▶ **Text segment**:
※

# SEAGATE 2Tb EXTERNAL HDD GIVING ME AN ELECTRIC SHOCK



## rohitchawla (Dec 12, 2013)

I have recently bought a Seagate 2Tb HDD from Flipkart on August,2013.

Recently from last week I found that on connecting my EXTERNAL HDD to my laptop I was getting electric shocks on touching the body of laptop.So I took
my HDD and connected it to the power supply and this time I did not connect it to my PC or laptop and I took an ELECTRIC TESTER and touched it with the USB port and found that the TESTER was GLOWING.
So I connected it to another electric plug in other room and found the TESTER GLOWING.Basically when I am touching the USB port I am getting an ELECTRIC SHOCK.

Another fact is that my HDD power adapter does not have a EARTH connection pin.Basically its a 2-PIN PLUG.

※

Shape labeling rows
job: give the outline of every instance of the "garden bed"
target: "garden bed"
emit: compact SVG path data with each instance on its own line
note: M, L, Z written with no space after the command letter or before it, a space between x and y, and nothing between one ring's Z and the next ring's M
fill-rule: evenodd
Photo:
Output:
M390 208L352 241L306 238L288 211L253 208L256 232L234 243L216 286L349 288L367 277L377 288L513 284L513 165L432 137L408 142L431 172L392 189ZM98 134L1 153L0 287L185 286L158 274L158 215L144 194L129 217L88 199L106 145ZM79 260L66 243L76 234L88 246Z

※

▶ **Task requirements**:
**a.** Arrange every line of the shape labeling rows as a numbered list, omitting the blank lines.
**b.** Proceed with the forum post about the Seagate external drive that gives electric shocks, starting after its final sentence.

▶ **Answers per task**:
**a.**
1. job: give the outline of every instance of the "garden bed"
2. target: "garden bed"
3. emit: compact SVG path data with each instance on its own line
4. note: M, L, Z written with no space after the command letter or before it, a space between x and y, and nothing between one ring's Z and the next ring's M
5. fill-rule: evenodd
6. Photo:
7. Output:
8. M390 208L352 241L306 238L288 211L253 208L256 232L234 243L216 286L349 288L367 277L377 288L513 284L513 165L432 137L408 142L431 172L392 189ZM98 134L1 153L0 287L185 286L158 274L158 215L144 194L129 217L88 199L106 145ZM79 260L66 243L76 234L88 246Z

**b.**
I want to know my problem.I can surely give it to SEAGATE as there is a 3 year WARRANTY.But before I give I want to consult as there is a lot of DATA in the HDD and giving them the HDD is losing all the DATA. 
Also they might replace my new HDD with a REPAIRED one and I don't want that to happen.My HDD might be OK and MAYBE its only the power supply that is causing all the trouble.

PLEASE ADVICE and HELP as early as possible.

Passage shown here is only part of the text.